_TEXT EXCERPT_.
....

ALS Fails Turnaround Test

By Glenn Dyer | More Articles by Glenn Dyer

Brisbane-based testing group, ALS took a whacking yesterday after what the market saw as a weak first half result, with lower sales, profit and interim dividend, poor outlook and glum news about more restructuring and possible losses.

The shares ended down nearly 7% at $6.06, but at one stage they were down more than double that.

The company reported half-year net profit of $48.7 million, down nearly 15% from last year, off the back of a 5.6% drop in revenue to $672 million, thanks to the weak performance of the about to be flicked oil and gas business.

Both profit and revenue missed market forecasts of $54 million and $686 million respectively.

ALS will pay an interim dividend of 5.5 per cent, down from the 7.5 cents a share paid a year ago. The company said this is in line with its policy of paying out about 50% of underlying net after tax profit “in the current operating environment."

It also said it plans to sell oil and gas operations, excluding lab operation. Investors fear there are more losses to come from this clean out on top of hundreds of millions already taken on this business. That business lost $13.3 million in the half year to September 30, significant worse than the operation loss of $300,000 a year ago, and why the group reported a lower than expected result.

And then there was the big question mark – the revamp of the oil and gas business whose problems have proven to be so intractable that most of the division will go.

Revenue of $672 million was down 5.6% on the $712 million recorded in H12016. The weakness in the oil and gas business was behind the 5.6% slide in group for the half year. “The $38.9 million (45%) fall in revenue experienced by the Oil and Gas businesses, which suffered from continued reduced activity and pricing pressures in the markets served,” the company said.

....

_SUPPLIED DATA_.
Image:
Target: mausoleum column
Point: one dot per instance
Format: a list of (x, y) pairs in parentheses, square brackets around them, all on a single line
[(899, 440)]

....

_REQUIRED ACTIONS_.
A) According to the ALS article, what caused the group's revenue to fall 5.6% in the half year? Answer in one to three sentences.
B) List every part of the first-half result that the ALS article's opening paragraph says led to the share drop.
The records aren't needed for this work.

_RESULTS OF THE TASKS_.
A) The fall came from weakness in the oil and gas business, whose revenue dropped $38.9 million (45%). That business suffered from continued reduced activity and pricing pressures in the markets it served.

B)
- Lower sales
- Lower profit
- Lower interim dividend
- Poor outlook
- Glum news about more restructuring and possible losses